Consigne 1: Relevez chaque ligne des entrées qui contient le mot « positive ».

··· Texte

Naomi Fontaine est une Innue née en 1987 dans la réserve d’Uashat. On ne parle pas d’apartheid au Canada, mais il existe bel et bien. On confine les autochtones dans des villages amérindiens qui forment la « réserve » de ceux qui ont vécu avant l’arrivée des blancs. Pour leur dorer la pilule, les bons samaritains gouvernementaux les exemptent de payer les taxes en vigueur au pays. C’est le prix de consolation pour un peuple que l’on a tenté en vain de décimer.

L’auteure se penche sur les habitants de son village. Elle ne s’apitoie pas sur leur sort. Elle se contente de décrire, entre autres, leurs maisons par le menu détail : «Tout tient en une pièce [...] Le coin droit sert de cuisine. La lumière du jour entre par la fenêtre devant la table. Les quelques armoires du haut, grossièrement fabriquées avec des retailles de planches, contiennent du sucre, du café, du lait, de la confiture, de la mélasse, du lait Carnation, des tasses dépareillées...» Ceux qui y vivent mènent l’existence de l’immédiateté dans un désert de neige entouré de conifères pendant de longs mois. Entre une caisse de 24 (bière) et la queue frémissante du saumon, la population se laisse vivre, partagée entre l’esprit des ancêtres et les temps modernes. La transition n’est pas aisée. On comble les vides avec de la dope et du sexe. Les jeunes femmes peuvent enfanter à quinze ans alors que les hommes fuient pour chasser le caribou (renne) ou pêcher le saumon.

······
··· Jeu de données

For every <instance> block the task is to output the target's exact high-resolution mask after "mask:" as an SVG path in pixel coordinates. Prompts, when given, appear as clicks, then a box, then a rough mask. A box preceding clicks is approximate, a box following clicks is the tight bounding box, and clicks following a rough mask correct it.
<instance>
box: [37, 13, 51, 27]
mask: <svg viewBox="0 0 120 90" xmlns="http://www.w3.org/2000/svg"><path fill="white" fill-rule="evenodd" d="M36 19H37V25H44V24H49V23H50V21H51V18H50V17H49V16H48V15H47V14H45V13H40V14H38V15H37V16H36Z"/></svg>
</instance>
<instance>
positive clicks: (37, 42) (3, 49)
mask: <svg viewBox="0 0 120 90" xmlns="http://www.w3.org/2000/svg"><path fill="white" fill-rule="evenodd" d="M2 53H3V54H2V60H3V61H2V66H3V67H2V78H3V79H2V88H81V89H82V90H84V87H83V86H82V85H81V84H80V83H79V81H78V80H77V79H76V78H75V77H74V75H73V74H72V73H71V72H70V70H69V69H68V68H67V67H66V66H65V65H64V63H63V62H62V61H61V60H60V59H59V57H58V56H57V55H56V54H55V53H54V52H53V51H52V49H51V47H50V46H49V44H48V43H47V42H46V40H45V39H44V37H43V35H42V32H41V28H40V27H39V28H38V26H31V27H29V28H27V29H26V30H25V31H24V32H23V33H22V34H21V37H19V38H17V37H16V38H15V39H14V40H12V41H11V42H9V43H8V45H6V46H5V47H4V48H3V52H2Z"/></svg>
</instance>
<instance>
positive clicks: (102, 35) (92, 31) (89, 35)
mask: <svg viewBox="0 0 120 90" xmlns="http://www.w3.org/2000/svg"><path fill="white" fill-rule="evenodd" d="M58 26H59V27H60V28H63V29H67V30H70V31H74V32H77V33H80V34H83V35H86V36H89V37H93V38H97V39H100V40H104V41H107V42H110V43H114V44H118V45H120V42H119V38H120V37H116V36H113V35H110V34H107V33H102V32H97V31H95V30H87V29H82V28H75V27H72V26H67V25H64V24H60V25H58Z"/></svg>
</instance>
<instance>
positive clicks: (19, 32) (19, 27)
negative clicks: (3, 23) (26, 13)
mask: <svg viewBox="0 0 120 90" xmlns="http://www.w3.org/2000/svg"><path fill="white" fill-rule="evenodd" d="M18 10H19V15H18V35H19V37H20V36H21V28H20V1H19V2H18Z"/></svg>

······

Consigne 2: Rédigez la suite du texte sur Naomi Fontaine et la réserve d'Uashat, à partir de sa dernière phrase.

Réponse 1:
positive clicks: (37, 42) (3, 49)
positive clicks: (102, 35) (92, 31) (89, 35)
positive clicks: (19, 32) (19, 27)

Réponse 2:
Ce roman, qui n’en est pas un, ne se cantonne pas chez les âmes anciennes. C’est composé de tableaux, dont celui de l’héroïne qui vacille entre les possibles. Mais elle est capable de démêler l’écheveau culturel avec lequel elle a été tricotée. Sa voix n’empruntera pas celle des lieux communs qui l’isoleraient dans des communautés asservies par les lois paternalistes de nos gouvernements (fédéral et provincial). Face au monde qui l’entoure, elle veut se donner une parole de vie pour cesser de mourir à petits feux, voire même de courir après la mort pour mettre fin au dilemme de la place des nations de souche au sein d’un pays constitué de migrants qui ont usurpé leur terre et qui ont imposé leur culture.

L’auteure restitue le malaise identitaire des autochtones qui regardent vers demain. De quoi sera-t-il fait ? Elle leur souhaite un monde nouveau où les siens pourront s’affirmer. Elle ne condamne personne. En somme, Naomi Fontaine invite tous et chacun à s’aligner sur l’avenir. C’est nouveau en littérature québécoise.

C’est une œuvre lyrique chantée par une chorale amérindienne. La voie s’élève avec force et justesse. Chacun exécute sa partition, mais on ne sait pas toujours qui chante. Si la musique est mélodieuse, il n’en reste pas moins que certains accords sont plutôt mal liés à l’ensemble de l’œuvre.